---------- SOURCE TEXT

I realised that I probably had to pick social media or charity work and I knew that I had to go back to my passion for communication so I quit. It was the hardest thing I have ever had to do. I did barely anything for weeks. I slept, I exercised, I looked at jobs and articles on how to find clients, I relaunched my blog, but in essence I was pretty lost. I felt guilty for leaving my projects and my colleagues, and I really needed to have a real reason to wake up in the morning. Eventually, I turned it around and picked up some great clients. I started working with a couple of London startups, plus a luxury store in Mayfair. I was in their store a couple of days a week and I spent time in their marketing team. I helped with their website launch and content and was even offered a full time job! However, as good as I was at social media management, I knew I wanted to do more with my business. But it was good money and I had a good work-life balance, so I didn’t really plan past that. Looking back, I guess I was comfortable. I didn’t think long-term and so when we moved to Guernsey, I realised that I needed to slowly hand over these London accounts and move my business more towards training, strategy and writing to account for the fact that I was in a smaller place. However, at the time I was really busy and took on a virtual assistant for a few hours a week to help me out with these clients in the meantime. She was an ex-intern of mine from London so I knew I could trust her to do a good job (that’s the lovely Mary
At first, once again, that was difficult to do. The Guernsey business world wasn’t quite up on social media – or at least not to the point where they wanted to pay for help with it, but I plugged away doing free events, working on my blog and site and cold-emailing local businesses. I picked up a few good contacts and clients. Money started trickling back in. And then I started chatting to people who knew the island better than me and someone suggested that I email agencies. I’d built up more of a name for myself by this point, taking on the Guernsey Literary Festival and hosting workshops. I started working with Oi in Guernsey, providing consultation and training for their clients and in-house staff.

--------------------

• _GOAL OF THE EXERCISE_
Quote the account above of leaving charity work and building a social media business in full, word for word.

---------- RAW DATA

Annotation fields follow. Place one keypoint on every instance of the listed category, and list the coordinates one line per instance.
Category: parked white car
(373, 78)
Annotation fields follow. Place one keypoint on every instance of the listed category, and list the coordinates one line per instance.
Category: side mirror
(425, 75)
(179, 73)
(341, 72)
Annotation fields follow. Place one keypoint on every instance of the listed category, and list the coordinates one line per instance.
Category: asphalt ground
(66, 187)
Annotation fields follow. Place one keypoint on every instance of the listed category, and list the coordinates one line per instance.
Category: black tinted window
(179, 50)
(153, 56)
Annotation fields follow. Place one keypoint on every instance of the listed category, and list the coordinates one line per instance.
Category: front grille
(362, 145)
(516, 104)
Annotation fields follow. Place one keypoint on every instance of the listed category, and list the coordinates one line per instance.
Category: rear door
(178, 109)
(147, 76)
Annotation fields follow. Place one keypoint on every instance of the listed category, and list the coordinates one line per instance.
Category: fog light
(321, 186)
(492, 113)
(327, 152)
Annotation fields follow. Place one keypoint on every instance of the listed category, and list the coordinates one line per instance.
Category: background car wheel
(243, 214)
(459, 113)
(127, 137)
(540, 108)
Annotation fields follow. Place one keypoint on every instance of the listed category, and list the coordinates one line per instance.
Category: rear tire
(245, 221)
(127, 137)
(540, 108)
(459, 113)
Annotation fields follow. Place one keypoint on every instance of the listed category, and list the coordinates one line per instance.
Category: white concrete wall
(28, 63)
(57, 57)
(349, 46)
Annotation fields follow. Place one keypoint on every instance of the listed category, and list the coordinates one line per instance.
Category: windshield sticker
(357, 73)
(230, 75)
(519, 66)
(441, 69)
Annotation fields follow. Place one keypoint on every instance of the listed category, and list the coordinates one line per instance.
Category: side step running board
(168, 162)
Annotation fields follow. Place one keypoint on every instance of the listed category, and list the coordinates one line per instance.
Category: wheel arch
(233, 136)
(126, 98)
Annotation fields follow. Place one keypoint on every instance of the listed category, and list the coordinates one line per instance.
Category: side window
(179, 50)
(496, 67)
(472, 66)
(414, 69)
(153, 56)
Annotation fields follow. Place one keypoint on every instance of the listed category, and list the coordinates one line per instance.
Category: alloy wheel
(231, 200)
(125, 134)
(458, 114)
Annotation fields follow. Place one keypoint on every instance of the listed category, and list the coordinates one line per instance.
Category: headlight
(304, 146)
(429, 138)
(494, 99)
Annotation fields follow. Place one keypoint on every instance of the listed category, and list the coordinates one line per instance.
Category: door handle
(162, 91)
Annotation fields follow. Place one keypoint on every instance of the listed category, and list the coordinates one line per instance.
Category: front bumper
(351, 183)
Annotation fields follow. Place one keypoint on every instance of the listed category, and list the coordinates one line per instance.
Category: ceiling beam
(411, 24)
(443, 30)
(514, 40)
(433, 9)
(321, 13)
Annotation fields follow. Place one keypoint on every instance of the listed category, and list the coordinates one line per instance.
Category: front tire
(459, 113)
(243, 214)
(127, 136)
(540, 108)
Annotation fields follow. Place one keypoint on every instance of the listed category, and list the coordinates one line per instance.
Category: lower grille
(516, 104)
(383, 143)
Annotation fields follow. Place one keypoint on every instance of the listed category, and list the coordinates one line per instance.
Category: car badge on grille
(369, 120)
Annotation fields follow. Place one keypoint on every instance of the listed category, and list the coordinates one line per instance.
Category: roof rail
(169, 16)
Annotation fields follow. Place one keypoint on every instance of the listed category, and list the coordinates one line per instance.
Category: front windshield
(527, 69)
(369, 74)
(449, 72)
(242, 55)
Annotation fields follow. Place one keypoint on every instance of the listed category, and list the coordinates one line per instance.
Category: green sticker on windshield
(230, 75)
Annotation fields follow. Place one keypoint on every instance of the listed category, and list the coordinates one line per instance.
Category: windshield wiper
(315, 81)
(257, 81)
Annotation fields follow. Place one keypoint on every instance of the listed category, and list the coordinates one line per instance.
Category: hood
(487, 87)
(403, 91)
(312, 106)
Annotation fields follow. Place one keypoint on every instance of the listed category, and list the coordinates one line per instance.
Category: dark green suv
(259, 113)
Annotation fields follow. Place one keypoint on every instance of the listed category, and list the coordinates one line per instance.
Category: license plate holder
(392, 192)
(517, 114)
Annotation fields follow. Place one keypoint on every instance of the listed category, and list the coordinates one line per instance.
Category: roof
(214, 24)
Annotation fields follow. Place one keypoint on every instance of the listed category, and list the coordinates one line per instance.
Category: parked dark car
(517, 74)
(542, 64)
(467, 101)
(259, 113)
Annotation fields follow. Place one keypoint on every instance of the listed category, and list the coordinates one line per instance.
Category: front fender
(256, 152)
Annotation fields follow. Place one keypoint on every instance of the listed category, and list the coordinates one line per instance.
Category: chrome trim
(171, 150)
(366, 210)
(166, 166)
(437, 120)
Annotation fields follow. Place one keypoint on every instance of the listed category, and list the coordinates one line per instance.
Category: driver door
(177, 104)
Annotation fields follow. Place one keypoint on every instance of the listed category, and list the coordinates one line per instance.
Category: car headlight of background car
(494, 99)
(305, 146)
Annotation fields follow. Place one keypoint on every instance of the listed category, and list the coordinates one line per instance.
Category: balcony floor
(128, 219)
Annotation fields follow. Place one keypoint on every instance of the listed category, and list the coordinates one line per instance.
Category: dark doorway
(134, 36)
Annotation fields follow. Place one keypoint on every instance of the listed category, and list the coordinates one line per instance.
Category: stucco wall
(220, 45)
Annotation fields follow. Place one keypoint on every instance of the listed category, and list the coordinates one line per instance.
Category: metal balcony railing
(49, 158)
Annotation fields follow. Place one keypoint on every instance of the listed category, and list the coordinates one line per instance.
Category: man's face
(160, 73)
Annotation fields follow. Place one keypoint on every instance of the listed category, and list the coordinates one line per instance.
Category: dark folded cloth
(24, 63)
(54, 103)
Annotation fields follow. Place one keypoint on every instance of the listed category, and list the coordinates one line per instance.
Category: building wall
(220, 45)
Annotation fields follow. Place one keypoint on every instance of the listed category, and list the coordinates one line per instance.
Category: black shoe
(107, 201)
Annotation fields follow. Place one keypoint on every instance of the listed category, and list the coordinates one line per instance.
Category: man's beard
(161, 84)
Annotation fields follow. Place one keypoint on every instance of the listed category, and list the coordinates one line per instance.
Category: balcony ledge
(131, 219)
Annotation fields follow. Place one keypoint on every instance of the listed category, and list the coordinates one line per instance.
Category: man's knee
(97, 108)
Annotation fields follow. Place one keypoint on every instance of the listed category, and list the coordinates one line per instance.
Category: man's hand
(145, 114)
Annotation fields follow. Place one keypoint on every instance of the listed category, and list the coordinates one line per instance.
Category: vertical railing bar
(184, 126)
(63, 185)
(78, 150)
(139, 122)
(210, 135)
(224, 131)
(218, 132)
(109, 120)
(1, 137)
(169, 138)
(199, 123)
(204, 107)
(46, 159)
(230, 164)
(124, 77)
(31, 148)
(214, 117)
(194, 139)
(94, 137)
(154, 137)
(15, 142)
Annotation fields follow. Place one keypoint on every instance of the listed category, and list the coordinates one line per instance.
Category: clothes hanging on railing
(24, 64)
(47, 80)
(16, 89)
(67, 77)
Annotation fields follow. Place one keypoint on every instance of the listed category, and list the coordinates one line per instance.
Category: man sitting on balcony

--------------------

• _ANSWER BOX_
I realised that I probably had to pick social media or charity work and I knew that I had to go back to my passion for communication so I quit. It was the hardest thing I have ever had to do. I did barely anything for weeks. I slept, I exercised, I looked at jobs and articles on how to find clients, I relaunched my blog, but in essence I was pretty lost. I felt guilty for leaving my projects and my colleagues, and I really needed to have a real reason to wake up in the morning. Eventually, I turned it around and picked up some great clients. I started working with a couple of London startups, plus a luxury store in Mayfair. I was in their store a couple of days a week and I spent time in their marketing team. I helped with their website launch and content and was even offered a full time job! However, as good as I was at social media management, I knew I wanted to do more with my business. But it was good money and I had a good work-life balance, so I didn’t really plan past that. Looking back, I guess I was comfortable. I didn’t think long-term and so when we moved to Guernsey, I realised that I needed to slowly hand over these London accounts and move my business more towards training, strategy and writing to account for the fact that I was in a smaller place. However, at the time I was really busy and took on a virtual assistant for a few hours a week to help me out with these clients in the meantime. She was an ex-intern of mine from London so I knew I could trust her to do a good job (that’s the lovely Mary
At first, once again, that was difficult to do. The Guernsey business world wasn’t quite up on social media – or at least not to the point where they wanted to pay for help with it, but I plugged away doing free events, working on my blog and site and cold-emailing local businesses. I picked up a few good contacts and clients. Money started trickling back in. And then I started chatting to people who knew the island better than me and someone suggested that I email agencies. I’d built up more of a name for myself by this point, taking on the Guernsey Literary Festival and hosting workshops. I started working with Oi in Guernsey, providing consultation and training for their clients and in-house staff.